# start of Source passage

Every language has a grammar, for example, take a possible subset of English grammar:
Prepositional Phrase -> to the Noun
Noun -> store | post office
The capital letters are called non-terminals, which means that they have one or more production rules, and can be expanded into the right hand side of one of their production rules. The lowercase letters are called terminals which is basically just the same thing as tokens honestly in that they cannot be expanded with production rules and therefore make up the final sentence of the grammar.
We can take the Noun
rule and encode it as a method, which can directly be used to validate a sentence:
bool IsNoun(string subsentence) => subsentence is "store" or "post office";
IsNoun("store")
True
That was easy enough. We can do another one:
bool IsSpace(string subsentence) => subsentence is " ";
bool IsPrepositionalPhrase(string subsentence) => true || subsentence[0..6] is "to the" && IsSpace(subsentence[7..8]) && IsNoun(subsentence[7..]);
IsPrepositionalPhrase("to the store")
True
You may note that subsentence
is a string
, and using the range operator on a string
in C# allocates another string
(like string.Split
),
"to the "[0..3].GetType()
so from now on, I'm going to use ReadOnlySpan<char>
and ReadOnlyMemory<char>
.
static bool IsPrepositionalPhrase(ReadOnlySpan<char> subsentence) => subsentence[0..7] is "to the " && IsNoun(subsentence[7..]);
static bool IsNoun(ReadOnlySpan<char> subsentence) => subsentence is "store" or "post office";
We can create more rules and encode them as methods:
Sentence -> Subject Verb Object
Subject -> i | he | they
Verb -> run | drive
static bool IsSentence(ReadOnlySpan<char> subsentence) => IsSubject(subsentence) /* ... ??? */;
static bool IsSubject(ReadOnlySpan<char> subsentence) => subsentence is "i" or "he" or "they";
Our general "algorithm" so far is "try the first of each rule until one works", but you might notice that we run into a bit of a problem. Our rules are unable to "peel off" matches from our input. Specifically, in the above code, if IsSubject
succeeds, IsSentence
doesn't know where to slice to pass the rest of the unmatched input.

# end of Source passage

• _Given instruction a_
Count the lines in the records below that contain the word "door". Reply with the number only.

# start of The input

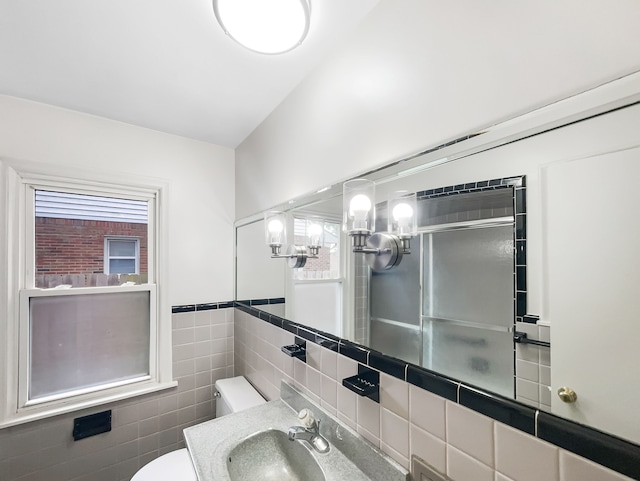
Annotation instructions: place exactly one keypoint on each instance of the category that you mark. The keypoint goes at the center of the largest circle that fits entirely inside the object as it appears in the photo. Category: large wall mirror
(527, 231)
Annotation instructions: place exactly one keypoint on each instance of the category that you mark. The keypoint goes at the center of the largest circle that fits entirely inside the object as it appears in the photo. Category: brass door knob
(567, 394)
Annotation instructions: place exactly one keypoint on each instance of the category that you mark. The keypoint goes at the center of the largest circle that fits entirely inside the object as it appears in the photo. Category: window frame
(17, 248)
(108, 256)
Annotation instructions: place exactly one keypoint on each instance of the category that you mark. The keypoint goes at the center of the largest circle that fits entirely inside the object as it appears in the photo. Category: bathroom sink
(254, 445)
(270, 456)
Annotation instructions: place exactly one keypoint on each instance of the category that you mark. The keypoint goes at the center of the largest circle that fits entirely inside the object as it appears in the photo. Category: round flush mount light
(264, 26)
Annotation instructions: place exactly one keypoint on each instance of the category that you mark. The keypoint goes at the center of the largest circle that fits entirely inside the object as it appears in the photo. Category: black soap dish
(298, 350)
(366, 383)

# end of The input

• _Given instruction b_
Transcribe the grammar passage above from "Every language has" to "of the grammar.".

• _Complete output a_
1

• _Complete output b_
Every language has a grammar, for example, take a possible subset of English grammar:
Prepositional Phrase -> to the Noun
Noun -> store | post office
The capital letters are called non-terminals, which means that they have one or more production rules, and can be expanded into the right hand side of one of their production rules. The lowercase letters are called terminals which is basically just the same thing as tokens honestly in that they cannot be expanded with production rules and therefore make up the final sentence of the grammar.